WHAT IS EXPECTED >>
Set down, word for word, everything in the records from the line containing "necktie for player-tracking calibration." down to the line containing "[213,133,231,169]", with both of those lines included.

— start of SOURCE DATA —

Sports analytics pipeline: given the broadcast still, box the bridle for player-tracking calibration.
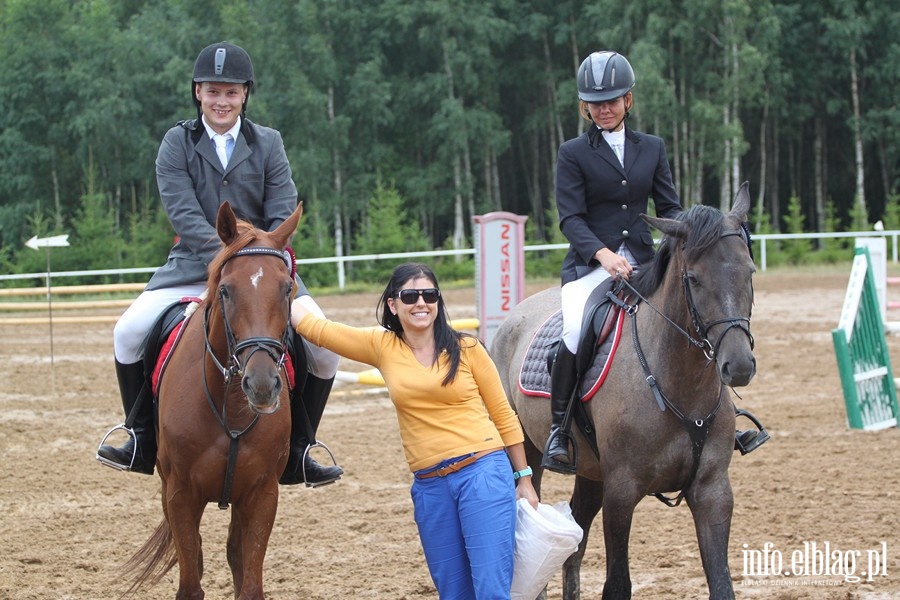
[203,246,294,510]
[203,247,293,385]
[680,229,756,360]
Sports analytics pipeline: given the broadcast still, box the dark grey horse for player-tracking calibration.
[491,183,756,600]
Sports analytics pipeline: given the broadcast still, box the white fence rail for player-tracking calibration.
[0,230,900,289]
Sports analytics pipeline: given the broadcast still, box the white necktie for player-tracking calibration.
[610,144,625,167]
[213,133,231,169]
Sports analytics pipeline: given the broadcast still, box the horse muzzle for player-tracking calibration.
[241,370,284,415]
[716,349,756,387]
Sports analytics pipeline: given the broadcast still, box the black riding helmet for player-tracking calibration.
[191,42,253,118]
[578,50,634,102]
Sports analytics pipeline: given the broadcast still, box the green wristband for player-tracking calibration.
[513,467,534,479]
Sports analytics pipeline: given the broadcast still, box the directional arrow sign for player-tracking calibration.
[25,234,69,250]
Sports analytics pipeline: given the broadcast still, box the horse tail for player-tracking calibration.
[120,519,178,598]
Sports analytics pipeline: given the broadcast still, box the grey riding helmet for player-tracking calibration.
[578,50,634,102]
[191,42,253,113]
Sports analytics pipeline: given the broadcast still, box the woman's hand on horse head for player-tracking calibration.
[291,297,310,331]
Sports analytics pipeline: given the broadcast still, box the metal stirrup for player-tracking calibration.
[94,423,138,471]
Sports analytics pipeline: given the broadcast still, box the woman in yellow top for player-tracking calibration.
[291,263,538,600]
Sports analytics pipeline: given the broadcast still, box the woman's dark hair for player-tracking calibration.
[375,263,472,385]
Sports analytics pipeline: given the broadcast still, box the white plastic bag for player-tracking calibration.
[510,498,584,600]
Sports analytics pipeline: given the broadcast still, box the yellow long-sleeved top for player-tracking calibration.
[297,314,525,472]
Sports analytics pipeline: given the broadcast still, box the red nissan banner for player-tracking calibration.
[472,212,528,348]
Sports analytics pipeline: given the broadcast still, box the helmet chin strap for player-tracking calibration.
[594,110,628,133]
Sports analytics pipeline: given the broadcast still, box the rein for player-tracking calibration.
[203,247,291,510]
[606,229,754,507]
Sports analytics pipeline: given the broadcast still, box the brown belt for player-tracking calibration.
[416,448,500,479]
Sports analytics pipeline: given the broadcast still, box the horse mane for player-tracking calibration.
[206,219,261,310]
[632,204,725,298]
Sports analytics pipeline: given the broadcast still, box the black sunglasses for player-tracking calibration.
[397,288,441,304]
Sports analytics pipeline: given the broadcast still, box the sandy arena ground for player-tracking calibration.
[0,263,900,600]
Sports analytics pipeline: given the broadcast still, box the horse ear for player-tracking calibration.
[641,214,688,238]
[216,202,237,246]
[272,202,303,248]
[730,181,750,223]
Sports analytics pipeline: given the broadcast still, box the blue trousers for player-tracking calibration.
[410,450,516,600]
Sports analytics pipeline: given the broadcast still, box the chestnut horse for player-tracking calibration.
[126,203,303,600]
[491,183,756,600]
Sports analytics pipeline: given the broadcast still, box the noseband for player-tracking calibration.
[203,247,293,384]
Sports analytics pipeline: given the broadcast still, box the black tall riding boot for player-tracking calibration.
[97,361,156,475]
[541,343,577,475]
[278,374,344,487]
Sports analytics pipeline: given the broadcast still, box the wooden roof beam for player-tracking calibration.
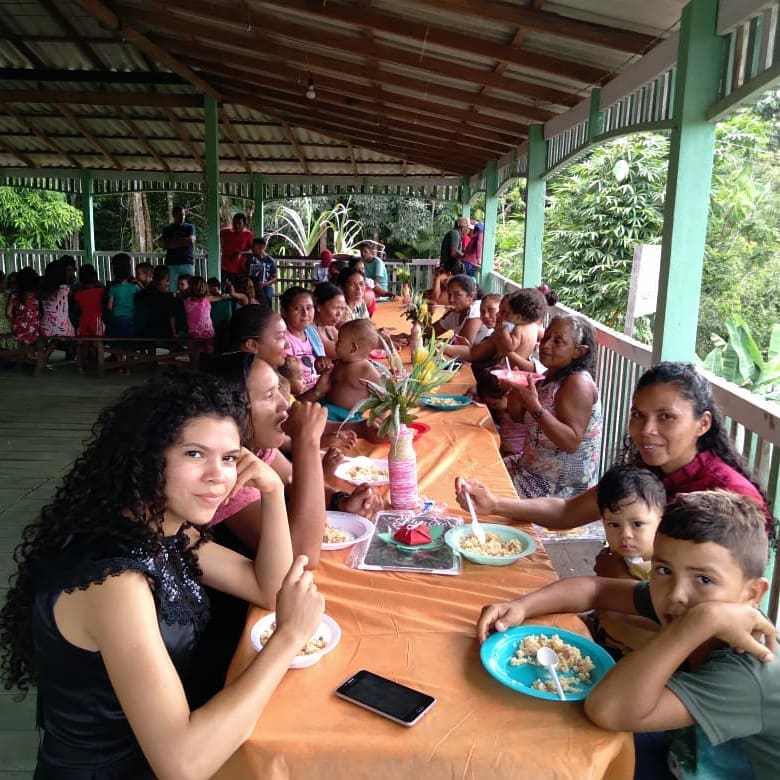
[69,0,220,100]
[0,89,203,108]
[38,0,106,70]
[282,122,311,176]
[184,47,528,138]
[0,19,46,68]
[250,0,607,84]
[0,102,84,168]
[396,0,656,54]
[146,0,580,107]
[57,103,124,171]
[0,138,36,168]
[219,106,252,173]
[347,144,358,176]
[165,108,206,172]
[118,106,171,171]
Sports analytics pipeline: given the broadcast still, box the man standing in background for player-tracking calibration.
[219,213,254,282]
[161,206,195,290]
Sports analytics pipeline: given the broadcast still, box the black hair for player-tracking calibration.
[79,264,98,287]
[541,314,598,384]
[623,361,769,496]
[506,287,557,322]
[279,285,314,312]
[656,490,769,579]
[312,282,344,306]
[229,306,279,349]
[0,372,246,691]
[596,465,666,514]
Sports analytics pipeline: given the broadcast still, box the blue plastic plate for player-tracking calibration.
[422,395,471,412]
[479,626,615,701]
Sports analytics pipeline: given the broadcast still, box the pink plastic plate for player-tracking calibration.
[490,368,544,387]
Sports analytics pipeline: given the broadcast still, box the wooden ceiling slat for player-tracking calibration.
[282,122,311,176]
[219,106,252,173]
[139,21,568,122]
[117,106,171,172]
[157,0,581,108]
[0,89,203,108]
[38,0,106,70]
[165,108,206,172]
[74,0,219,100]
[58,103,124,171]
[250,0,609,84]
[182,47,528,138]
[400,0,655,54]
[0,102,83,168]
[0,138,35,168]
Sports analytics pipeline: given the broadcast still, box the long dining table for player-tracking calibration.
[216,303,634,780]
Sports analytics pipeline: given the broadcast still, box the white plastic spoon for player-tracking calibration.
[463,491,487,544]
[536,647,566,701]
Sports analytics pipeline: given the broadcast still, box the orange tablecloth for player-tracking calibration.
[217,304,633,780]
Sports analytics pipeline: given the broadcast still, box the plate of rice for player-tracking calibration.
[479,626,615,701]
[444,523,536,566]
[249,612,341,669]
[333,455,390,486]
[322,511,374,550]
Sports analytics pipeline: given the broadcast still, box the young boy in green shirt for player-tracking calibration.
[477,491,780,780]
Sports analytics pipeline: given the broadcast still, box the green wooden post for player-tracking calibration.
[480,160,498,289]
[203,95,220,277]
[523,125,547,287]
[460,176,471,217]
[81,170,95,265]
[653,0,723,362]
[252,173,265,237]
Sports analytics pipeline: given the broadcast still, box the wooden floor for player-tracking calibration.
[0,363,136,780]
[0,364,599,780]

— end of SOURCE DATA —

RESULT BELOW >>
Sports analytics pipeline: given the broadcast still, box the white necktie for player-tracking calibration.
[610,144,625,167]
[213,133,231,169]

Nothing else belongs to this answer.